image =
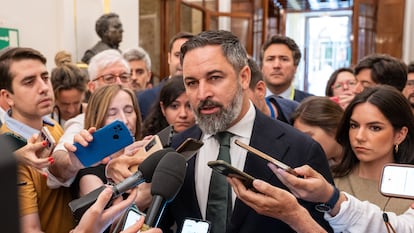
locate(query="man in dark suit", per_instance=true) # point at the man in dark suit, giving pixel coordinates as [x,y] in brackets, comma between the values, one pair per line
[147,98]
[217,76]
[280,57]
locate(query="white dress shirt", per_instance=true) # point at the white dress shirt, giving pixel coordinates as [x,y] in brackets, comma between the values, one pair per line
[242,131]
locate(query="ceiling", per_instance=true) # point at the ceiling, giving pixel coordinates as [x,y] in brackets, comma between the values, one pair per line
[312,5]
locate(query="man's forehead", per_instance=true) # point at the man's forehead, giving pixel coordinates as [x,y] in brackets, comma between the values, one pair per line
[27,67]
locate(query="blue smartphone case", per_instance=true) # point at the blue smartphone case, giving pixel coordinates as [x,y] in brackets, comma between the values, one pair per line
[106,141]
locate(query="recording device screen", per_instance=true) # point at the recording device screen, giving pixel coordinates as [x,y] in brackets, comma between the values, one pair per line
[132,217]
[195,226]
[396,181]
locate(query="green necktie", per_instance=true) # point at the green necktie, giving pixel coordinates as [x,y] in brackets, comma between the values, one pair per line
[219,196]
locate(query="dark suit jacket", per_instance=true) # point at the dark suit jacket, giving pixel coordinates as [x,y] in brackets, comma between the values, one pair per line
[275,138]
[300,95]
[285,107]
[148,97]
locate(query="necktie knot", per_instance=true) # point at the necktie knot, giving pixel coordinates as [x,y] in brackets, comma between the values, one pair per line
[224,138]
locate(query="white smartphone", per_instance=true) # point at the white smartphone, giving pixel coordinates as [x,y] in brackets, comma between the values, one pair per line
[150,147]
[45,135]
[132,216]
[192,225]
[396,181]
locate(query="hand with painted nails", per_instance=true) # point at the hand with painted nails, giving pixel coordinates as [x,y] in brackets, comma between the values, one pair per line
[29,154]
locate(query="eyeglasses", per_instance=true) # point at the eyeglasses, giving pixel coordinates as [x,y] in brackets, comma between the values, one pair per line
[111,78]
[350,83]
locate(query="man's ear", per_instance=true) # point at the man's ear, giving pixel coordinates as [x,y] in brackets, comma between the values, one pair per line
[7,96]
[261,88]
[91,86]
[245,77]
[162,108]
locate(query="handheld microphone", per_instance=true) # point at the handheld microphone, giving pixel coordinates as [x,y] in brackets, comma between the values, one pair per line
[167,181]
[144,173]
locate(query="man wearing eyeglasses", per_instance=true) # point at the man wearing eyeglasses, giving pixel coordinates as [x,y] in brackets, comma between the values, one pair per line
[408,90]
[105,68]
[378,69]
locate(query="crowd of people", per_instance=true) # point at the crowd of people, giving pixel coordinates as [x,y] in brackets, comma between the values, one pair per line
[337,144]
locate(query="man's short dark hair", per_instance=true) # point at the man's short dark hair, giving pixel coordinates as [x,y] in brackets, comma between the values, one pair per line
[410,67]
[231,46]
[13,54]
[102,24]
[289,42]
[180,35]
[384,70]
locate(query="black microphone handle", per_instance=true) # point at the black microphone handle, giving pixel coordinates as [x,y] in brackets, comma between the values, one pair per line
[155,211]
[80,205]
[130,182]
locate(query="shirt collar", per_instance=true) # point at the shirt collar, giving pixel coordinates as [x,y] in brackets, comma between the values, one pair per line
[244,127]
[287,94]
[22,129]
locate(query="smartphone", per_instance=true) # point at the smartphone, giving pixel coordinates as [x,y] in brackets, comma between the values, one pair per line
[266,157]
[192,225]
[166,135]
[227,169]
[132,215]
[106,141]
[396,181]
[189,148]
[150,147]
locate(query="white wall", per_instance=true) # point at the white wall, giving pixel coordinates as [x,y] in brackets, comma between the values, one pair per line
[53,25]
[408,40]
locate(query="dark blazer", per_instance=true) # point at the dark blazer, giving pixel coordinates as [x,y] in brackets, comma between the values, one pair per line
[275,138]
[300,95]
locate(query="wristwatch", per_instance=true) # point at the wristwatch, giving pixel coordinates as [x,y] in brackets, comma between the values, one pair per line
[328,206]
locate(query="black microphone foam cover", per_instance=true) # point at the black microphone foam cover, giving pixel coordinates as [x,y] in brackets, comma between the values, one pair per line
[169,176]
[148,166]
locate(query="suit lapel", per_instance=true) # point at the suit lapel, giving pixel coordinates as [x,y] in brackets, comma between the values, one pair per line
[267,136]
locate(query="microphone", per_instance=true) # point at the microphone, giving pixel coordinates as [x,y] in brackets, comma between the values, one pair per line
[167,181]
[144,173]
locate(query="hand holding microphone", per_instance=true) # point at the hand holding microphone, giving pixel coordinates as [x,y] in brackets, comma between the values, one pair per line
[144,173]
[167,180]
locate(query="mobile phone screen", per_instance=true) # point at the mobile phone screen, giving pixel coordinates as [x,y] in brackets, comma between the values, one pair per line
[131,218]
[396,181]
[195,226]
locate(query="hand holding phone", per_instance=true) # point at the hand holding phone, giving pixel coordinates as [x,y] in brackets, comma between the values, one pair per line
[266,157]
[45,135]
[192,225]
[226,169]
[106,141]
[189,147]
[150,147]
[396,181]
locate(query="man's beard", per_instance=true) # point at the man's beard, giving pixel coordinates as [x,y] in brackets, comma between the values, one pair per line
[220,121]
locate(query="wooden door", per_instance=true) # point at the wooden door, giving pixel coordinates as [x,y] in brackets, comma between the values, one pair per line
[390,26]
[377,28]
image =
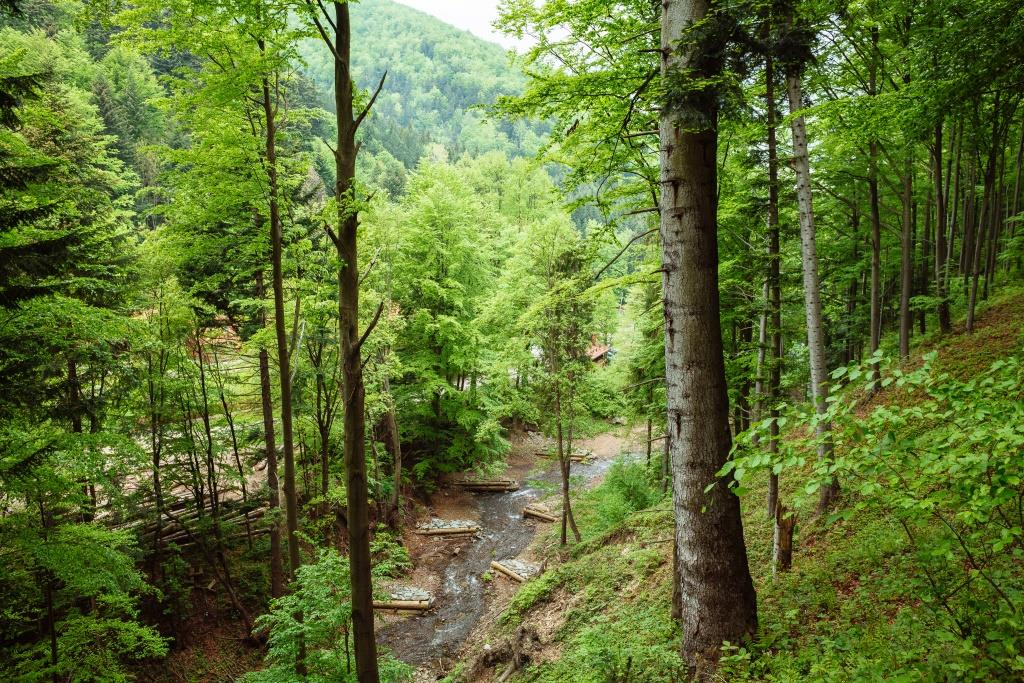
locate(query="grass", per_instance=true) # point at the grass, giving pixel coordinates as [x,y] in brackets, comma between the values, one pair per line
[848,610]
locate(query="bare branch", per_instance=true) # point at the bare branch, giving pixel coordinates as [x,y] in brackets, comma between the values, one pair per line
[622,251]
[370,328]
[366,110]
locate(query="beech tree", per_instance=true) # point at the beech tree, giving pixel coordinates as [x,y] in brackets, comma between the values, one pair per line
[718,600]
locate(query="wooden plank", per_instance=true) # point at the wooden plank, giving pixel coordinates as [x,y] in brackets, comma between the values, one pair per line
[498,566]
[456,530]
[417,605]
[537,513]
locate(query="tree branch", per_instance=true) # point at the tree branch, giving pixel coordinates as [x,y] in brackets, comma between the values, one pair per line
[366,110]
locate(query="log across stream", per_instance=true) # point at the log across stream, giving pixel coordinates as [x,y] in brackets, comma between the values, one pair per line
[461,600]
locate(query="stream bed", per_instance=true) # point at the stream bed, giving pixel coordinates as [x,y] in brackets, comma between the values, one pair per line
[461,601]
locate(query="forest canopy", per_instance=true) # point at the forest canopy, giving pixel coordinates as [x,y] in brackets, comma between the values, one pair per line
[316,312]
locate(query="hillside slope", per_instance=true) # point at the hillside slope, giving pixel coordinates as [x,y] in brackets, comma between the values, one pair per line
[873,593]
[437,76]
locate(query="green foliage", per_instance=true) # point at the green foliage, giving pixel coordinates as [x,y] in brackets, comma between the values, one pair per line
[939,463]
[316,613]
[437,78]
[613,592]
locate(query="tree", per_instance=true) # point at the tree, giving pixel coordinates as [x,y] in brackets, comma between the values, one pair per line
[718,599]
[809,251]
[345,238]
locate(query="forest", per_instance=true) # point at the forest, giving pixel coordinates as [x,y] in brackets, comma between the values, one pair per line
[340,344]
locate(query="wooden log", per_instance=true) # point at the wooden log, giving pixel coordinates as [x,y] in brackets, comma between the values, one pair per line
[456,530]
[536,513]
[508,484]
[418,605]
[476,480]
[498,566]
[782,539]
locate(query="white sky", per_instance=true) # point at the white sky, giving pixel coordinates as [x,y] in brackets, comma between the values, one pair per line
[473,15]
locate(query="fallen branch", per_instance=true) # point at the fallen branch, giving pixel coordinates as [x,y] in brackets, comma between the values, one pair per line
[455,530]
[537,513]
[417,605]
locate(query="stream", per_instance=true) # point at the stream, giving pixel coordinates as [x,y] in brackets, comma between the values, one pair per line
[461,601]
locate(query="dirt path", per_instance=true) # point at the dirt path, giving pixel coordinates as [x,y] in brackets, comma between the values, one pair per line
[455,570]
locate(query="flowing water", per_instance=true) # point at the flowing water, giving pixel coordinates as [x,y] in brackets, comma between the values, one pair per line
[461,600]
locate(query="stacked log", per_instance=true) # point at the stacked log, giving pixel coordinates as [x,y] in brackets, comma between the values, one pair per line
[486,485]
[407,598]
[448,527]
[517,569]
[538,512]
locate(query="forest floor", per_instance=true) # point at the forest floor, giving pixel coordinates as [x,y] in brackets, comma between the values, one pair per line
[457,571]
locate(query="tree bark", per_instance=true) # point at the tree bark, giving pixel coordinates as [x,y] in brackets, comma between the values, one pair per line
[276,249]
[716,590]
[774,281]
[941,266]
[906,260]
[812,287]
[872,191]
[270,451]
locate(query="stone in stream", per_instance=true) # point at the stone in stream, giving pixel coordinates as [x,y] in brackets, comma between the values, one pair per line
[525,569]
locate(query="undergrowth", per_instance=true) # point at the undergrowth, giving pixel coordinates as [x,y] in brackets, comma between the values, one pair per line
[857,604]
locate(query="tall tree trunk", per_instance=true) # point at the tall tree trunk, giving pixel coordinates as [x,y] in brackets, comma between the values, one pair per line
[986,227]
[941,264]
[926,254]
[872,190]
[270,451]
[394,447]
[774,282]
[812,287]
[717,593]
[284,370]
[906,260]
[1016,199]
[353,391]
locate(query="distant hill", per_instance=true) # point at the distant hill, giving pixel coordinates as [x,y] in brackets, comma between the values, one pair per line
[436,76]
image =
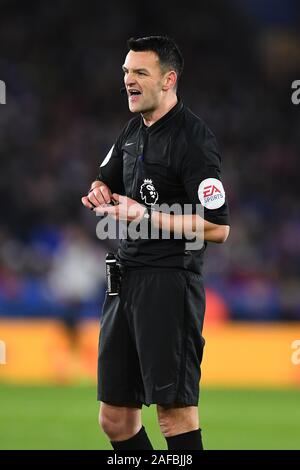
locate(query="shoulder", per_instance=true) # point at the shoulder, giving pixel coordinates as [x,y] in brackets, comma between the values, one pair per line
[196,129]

...

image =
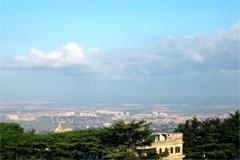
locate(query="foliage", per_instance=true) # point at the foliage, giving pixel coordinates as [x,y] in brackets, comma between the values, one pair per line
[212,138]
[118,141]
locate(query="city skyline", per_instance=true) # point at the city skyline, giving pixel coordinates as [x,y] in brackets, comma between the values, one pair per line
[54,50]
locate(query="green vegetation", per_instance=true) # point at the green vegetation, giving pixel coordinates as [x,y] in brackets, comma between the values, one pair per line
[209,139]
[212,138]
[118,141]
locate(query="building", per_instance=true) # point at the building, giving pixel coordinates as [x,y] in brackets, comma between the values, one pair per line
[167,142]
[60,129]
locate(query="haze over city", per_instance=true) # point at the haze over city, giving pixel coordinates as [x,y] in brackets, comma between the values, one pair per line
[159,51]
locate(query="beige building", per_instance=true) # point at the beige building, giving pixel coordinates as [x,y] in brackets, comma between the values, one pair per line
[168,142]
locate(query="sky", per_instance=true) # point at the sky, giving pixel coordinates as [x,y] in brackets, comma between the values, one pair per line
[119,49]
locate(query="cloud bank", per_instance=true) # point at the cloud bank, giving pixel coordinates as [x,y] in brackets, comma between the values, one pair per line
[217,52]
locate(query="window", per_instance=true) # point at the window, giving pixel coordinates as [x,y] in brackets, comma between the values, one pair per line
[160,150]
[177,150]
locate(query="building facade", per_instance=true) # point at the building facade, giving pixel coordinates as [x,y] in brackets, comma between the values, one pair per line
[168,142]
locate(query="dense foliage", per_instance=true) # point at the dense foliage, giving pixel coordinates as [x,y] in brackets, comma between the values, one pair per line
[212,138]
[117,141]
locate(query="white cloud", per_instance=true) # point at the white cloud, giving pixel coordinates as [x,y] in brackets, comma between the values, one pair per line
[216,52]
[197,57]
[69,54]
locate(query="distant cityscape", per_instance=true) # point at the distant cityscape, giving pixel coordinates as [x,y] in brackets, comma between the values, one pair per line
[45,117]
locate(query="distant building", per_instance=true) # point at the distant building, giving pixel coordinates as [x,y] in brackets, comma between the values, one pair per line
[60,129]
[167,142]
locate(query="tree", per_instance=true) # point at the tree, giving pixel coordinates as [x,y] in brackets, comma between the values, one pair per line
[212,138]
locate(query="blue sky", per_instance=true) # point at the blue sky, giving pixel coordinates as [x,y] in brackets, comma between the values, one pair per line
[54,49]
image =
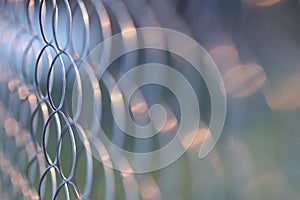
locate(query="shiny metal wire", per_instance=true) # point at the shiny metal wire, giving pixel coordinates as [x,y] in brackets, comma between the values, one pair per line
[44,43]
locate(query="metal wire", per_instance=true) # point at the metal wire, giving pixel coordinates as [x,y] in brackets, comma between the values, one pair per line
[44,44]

* * *

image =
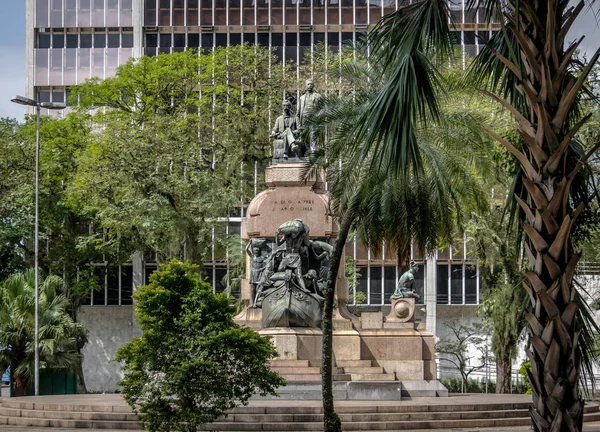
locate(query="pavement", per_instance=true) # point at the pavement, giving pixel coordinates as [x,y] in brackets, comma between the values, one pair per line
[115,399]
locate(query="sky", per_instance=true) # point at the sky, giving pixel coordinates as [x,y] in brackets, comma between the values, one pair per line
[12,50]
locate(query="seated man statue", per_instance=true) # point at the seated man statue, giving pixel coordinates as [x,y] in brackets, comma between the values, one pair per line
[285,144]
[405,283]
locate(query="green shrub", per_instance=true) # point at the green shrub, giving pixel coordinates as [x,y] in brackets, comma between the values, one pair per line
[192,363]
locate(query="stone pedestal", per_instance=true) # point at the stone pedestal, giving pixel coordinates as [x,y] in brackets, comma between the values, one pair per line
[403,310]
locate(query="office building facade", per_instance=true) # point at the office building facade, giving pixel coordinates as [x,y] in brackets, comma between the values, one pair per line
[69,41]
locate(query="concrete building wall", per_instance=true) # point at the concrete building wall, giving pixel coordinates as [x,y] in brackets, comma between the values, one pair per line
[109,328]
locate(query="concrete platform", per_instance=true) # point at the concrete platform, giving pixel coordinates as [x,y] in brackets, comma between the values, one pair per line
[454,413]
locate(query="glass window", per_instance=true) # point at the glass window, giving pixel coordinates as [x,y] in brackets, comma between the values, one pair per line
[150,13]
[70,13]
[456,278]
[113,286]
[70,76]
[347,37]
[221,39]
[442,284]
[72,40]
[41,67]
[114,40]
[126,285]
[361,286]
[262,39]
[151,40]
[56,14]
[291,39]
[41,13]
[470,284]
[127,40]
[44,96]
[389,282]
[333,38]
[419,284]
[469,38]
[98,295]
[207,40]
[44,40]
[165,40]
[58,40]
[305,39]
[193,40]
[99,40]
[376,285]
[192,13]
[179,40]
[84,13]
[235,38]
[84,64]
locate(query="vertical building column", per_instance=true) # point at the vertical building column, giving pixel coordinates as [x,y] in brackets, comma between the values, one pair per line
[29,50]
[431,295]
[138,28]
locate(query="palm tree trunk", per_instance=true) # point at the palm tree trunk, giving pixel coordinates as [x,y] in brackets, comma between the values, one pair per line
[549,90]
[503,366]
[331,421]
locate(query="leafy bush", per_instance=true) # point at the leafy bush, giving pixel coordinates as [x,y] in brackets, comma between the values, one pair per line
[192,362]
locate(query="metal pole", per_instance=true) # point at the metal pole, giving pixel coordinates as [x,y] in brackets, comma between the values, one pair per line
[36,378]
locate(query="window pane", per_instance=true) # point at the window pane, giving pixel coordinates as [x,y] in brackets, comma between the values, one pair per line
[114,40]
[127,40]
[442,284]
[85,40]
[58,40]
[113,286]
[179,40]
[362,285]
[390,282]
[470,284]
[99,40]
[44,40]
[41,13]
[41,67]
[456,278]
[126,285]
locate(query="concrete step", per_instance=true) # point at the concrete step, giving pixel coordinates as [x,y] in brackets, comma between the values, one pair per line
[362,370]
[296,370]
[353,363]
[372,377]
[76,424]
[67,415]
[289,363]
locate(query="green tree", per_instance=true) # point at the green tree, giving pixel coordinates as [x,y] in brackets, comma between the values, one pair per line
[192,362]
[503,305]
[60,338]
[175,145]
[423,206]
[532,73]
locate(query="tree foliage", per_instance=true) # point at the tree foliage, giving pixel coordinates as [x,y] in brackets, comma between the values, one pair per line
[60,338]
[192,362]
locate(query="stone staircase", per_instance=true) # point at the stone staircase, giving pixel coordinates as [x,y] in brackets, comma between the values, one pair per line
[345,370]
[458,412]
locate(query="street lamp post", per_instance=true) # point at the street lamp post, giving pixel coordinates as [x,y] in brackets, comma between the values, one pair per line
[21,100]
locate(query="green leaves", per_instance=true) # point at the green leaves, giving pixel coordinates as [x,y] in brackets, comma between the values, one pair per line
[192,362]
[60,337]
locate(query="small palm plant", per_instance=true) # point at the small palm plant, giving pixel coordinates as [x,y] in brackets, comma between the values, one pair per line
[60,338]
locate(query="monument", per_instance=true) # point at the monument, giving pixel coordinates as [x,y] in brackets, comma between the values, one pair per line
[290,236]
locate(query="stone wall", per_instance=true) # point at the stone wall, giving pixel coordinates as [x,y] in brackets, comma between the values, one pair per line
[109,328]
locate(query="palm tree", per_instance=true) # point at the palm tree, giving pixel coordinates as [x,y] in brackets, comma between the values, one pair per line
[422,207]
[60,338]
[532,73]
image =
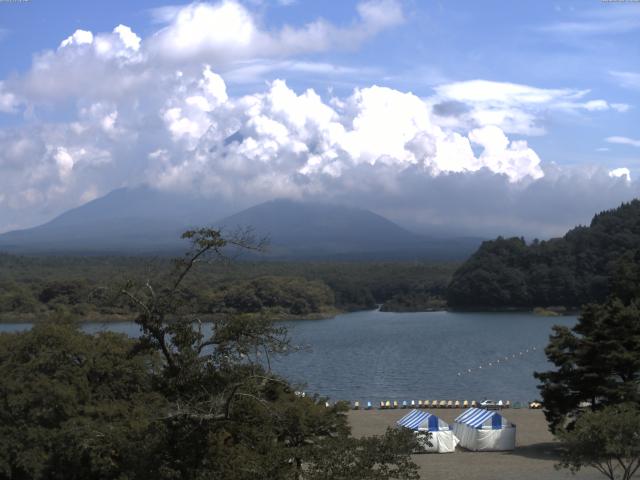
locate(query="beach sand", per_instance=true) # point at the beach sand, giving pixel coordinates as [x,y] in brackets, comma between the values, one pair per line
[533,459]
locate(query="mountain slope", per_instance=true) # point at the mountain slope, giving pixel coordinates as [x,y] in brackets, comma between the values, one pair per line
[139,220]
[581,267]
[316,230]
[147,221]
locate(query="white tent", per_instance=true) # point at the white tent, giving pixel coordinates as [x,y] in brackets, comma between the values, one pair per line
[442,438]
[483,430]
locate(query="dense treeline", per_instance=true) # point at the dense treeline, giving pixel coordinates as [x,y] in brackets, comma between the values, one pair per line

▶ [EXERCICE PROPOSÉ]
Recopiez les lignes des enregistrements, demandes comprises, en commençant à la ligne qui contient "palm tree, giving" et en terminant à celle qui contient "dense treeline, giving", ces deux lignes incluses. Multipliez chaque coordonnée des réponses par 1,9 et arrondissez à l'entier le plus proche, les demis vers le haut, sans reprendre les images.

▶ [SOLUTION CI-DESSOUS]
locate(query="palm tree", per_instance=true) # point at the palm tree, giving pixel coordinates as [x,y] in brackets, comma between the values, one pair per line
[802,393]
[114,642]
[1011,139]
image =
locate(query="beach sand", per_instance=true) # point at the beach sand, giving pixel coordinates as [x,y] in brackets, comma between the values, one pair per line
[1013,872]
locate(query="mountain slope", per_instance=true) # point at the mountain slope, giving pixel coordinates as [x,y] in brackets, comma between the values, one pair per line
[264,418]
[1104,507]
[600,437]
[279,420]
locate(query="white tent", per_instance=true) # point at the white tent, giving pixel coordinates as [x,y] in brackets, comma between the values, one pair per line
[840,832]
[918,817]
locate(query="dense treeline", per_instance=true) # point at the dense treeline, giving pixel coordinates as [x,y] in brackets, comma between the values, one pair per line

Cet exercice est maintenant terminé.